Data items:
········
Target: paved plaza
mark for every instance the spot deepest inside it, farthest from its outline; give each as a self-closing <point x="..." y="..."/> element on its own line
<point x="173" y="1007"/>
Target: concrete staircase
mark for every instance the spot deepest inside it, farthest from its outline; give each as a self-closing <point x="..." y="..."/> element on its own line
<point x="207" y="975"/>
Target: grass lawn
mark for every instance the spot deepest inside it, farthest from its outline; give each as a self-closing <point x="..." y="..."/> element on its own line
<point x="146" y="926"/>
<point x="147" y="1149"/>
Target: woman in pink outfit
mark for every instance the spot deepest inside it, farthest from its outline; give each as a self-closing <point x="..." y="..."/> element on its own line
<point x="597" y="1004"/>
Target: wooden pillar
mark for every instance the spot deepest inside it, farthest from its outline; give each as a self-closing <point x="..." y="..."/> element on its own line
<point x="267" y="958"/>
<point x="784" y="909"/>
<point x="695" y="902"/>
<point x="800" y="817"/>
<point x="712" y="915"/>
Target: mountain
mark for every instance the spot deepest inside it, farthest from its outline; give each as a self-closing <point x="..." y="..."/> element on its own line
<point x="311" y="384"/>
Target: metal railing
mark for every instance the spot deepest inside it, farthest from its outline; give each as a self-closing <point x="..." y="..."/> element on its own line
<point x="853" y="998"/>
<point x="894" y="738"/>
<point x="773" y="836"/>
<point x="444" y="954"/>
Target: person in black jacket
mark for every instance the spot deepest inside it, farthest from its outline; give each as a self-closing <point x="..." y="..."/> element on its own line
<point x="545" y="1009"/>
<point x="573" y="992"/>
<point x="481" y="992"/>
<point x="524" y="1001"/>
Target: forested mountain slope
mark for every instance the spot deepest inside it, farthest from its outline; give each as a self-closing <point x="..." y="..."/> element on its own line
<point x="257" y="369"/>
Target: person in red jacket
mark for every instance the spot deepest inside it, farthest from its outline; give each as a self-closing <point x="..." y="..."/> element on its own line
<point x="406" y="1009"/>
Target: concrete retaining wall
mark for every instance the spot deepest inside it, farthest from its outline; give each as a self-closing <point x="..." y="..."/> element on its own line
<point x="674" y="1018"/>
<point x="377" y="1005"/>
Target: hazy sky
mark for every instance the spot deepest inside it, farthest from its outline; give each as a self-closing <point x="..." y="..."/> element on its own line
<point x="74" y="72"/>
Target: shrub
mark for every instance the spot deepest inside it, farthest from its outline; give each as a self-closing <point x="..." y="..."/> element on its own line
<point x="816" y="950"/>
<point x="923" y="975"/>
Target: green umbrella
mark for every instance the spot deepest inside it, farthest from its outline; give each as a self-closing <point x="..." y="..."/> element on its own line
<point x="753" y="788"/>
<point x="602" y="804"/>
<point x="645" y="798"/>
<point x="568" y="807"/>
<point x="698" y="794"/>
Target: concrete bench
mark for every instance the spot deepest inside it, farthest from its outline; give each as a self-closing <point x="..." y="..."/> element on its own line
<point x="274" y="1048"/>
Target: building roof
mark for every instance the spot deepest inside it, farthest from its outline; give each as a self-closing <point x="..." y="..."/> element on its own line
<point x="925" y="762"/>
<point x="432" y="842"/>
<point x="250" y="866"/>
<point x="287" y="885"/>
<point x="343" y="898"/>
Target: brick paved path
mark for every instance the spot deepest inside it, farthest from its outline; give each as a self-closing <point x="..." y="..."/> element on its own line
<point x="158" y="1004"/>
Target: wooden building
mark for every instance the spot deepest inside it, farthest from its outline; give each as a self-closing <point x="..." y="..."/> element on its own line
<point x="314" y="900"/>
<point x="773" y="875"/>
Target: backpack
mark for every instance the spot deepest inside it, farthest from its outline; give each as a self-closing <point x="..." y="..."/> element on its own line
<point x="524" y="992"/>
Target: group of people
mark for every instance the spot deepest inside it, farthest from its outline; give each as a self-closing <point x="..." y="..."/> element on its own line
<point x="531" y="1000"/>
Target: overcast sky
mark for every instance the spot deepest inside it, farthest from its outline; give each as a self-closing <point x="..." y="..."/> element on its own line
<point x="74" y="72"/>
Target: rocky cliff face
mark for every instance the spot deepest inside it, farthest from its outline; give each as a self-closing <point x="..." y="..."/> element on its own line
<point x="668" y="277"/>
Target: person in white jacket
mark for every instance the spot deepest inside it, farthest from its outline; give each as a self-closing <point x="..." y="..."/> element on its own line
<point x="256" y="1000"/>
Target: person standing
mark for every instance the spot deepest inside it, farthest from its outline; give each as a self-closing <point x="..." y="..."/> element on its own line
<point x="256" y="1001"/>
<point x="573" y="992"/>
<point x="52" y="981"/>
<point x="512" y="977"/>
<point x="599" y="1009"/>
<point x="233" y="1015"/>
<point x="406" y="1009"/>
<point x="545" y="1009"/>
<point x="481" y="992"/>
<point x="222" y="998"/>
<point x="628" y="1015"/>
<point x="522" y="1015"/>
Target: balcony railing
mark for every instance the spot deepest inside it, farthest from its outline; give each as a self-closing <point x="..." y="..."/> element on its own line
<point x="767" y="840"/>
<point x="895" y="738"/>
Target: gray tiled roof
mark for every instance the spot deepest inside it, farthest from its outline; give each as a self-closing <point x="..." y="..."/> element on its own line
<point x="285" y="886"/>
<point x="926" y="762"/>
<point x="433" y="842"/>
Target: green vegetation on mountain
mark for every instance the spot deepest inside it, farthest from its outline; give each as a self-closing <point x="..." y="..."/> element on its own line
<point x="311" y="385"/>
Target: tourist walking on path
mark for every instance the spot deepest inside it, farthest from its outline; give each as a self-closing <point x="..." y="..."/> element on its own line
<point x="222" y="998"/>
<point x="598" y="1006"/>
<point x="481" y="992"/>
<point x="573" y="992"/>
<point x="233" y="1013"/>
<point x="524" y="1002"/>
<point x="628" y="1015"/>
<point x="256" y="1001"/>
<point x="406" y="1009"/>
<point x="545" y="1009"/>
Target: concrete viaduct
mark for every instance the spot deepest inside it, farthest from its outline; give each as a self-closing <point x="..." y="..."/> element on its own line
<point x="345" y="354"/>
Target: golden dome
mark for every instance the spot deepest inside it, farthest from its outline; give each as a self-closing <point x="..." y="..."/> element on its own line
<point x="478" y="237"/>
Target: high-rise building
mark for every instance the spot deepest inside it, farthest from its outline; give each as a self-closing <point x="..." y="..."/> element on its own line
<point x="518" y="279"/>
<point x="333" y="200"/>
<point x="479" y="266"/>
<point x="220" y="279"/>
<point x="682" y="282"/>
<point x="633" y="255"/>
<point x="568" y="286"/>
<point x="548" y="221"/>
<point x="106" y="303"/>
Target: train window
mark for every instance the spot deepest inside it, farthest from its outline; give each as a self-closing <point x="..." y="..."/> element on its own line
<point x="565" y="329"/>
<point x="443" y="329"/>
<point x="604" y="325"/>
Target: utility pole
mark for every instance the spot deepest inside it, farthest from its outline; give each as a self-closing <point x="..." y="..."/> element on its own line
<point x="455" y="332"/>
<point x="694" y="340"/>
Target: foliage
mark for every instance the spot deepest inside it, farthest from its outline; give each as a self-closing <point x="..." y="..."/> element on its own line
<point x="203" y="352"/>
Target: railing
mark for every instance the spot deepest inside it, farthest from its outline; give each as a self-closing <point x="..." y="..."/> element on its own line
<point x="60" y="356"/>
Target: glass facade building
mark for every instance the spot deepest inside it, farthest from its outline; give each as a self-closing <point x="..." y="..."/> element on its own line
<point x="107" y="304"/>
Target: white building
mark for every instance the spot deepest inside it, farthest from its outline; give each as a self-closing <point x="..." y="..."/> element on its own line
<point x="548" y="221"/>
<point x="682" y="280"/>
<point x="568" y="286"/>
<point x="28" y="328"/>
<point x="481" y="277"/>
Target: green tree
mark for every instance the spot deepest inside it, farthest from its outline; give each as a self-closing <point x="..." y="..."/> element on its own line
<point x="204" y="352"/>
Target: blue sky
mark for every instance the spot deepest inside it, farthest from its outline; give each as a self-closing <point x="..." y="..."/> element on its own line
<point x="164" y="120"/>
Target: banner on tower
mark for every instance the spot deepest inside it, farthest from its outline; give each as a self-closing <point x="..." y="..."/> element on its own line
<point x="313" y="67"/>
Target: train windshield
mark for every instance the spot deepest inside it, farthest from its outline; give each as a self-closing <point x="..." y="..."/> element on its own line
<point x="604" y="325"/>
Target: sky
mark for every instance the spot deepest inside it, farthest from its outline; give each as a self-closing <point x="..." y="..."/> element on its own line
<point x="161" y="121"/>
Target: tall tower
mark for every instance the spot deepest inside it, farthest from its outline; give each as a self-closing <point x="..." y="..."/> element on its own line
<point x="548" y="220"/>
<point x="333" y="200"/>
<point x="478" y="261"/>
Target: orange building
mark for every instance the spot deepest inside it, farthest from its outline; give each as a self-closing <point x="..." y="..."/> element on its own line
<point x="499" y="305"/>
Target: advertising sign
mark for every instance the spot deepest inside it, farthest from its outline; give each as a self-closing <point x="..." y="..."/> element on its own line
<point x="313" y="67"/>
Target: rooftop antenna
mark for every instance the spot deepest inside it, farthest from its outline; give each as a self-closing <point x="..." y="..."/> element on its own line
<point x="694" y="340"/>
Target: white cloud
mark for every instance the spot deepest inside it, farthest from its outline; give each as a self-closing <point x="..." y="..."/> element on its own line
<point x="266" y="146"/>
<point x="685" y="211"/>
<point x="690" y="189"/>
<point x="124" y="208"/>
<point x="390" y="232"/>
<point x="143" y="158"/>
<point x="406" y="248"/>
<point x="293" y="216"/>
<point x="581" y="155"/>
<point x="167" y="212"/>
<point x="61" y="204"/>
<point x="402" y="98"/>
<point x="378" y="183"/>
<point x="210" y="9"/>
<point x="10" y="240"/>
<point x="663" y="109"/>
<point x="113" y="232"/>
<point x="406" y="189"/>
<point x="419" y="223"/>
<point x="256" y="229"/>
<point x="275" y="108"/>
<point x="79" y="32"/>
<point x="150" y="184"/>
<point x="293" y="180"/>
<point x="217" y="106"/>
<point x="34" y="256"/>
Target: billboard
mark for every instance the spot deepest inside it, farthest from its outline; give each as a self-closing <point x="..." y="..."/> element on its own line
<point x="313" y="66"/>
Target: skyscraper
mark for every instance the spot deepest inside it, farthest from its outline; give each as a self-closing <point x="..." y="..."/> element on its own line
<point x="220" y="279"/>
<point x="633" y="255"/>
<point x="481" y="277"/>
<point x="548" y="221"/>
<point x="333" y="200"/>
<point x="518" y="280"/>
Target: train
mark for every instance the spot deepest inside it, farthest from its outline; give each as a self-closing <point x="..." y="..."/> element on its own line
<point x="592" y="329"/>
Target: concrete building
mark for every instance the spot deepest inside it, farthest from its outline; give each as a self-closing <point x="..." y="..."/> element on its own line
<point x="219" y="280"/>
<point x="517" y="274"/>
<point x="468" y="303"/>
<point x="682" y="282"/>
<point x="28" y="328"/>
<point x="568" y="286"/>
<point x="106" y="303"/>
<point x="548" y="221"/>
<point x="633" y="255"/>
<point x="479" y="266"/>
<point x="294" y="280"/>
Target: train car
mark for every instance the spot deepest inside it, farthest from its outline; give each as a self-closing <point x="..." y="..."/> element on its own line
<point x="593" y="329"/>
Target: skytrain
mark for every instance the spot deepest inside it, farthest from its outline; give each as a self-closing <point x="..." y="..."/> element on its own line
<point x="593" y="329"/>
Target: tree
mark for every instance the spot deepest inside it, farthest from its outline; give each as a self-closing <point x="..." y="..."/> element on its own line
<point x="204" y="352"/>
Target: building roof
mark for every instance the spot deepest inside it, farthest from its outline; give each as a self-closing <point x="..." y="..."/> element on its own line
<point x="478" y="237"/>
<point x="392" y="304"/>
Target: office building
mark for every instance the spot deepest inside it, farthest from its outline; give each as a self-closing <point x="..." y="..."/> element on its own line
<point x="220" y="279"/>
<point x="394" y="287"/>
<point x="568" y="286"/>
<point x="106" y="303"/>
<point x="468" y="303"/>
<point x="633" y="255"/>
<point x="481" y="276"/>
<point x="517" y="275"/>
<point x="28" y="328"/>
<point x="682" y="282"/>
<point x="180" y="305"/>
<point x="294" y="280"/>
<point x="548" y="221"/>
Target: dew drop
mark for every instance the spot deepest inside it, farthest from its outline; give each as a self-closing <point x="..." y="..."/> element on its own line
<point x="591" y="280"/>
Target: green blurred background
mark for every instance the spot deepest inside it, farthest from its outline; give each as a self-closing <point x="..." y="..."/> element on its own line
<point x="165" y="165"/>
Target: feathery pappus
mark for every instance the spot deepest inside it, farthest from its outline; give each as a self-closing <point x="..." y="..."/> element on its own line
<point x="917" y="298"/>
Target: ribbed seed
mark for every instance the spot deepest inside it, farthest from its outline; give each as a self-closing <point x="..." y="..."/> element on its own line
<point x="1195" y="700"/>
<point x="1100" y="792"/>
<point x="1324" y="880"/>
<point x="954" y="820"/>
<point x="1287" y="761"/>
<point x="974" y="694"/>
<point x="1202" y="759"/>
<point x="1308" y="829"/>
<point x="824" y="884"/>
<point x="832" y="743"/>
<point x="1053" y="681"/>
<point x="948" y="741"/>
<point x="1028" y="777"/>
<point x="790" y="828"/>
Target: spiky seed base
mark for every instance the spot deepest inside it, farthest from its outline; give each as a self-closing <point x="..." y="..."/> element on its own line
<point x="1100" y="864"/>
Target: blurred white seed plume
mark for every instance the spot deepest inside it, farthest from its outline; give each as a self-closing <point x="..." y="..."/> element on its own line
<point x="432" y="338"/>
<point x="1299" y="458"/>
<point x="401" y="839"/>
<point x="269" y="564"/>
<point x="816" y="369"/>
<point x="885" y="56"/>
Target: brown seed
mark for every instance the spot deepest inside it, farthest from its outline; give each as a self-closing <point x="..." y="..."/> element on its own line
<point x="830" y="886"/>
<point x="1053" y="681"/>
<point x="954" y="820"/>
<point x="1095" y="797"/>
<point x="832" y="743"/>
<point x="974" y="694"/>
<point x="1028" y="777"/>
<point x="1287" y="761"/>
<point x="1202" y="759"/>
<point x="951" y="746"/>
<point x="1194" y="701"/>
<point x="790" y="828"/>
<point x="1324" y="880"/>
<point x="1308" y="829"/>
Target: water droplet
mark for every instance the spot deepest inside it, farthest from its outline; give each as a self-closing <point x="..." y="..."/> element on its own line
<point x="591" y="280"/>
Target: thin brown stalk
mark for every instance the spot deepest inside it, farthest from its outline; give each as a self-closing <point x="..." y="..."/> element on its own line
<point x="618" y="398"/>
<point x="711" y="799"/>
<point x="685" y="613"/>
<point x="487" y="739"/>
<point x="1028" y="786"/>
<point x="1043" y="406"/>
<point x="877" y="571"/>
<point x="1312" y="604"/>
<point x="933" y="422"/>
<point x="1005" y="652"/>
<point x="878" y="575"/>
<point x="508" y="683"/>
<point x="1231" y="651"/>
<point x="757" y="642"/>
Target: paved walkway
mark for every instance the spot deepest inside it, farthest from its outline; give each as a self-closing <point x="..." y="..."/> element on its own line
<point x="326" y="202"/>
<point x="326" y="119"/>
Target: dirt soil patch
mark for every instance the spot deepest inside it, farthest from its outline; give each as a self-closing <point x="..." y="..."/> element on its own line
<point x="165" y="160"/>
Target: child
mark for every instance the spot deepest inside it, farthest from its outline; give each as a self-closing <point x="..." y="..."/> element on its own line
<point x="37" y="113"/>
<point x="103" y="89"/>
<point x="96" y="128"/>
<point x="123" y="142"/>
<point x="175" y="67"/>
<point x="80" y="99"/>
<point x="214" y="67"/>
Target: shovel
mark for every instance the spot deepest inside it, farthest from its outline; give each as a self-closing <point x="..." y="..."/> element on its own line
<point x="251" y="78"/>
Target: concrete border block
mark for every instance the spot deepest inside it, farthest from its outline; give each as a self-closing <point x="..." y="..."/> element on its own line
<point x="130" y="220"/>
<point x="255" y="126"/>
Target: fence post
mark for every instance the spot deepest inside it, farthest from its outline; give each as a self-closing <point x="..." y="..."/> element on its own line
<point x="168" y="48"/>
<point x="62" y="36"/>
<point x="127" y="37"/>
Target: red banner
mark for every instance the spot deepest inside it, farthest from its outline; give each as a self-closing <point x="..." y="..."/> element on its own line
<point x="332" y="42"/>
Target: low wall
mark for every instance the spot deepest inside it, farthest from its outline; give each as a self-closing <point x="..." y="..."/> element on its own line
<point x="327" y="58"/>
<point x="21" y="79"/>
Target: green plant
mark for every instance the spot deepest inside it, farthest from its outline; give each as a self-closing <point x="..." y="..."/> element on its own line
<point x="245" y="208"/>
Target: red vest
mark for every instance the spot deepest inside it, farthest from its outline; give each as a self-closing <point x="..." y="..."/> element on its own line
········
**EXERCISE REQUIREMENTS**
Give only the number of lines in the records that include the word "wall".

**ANSWER SECTION**
2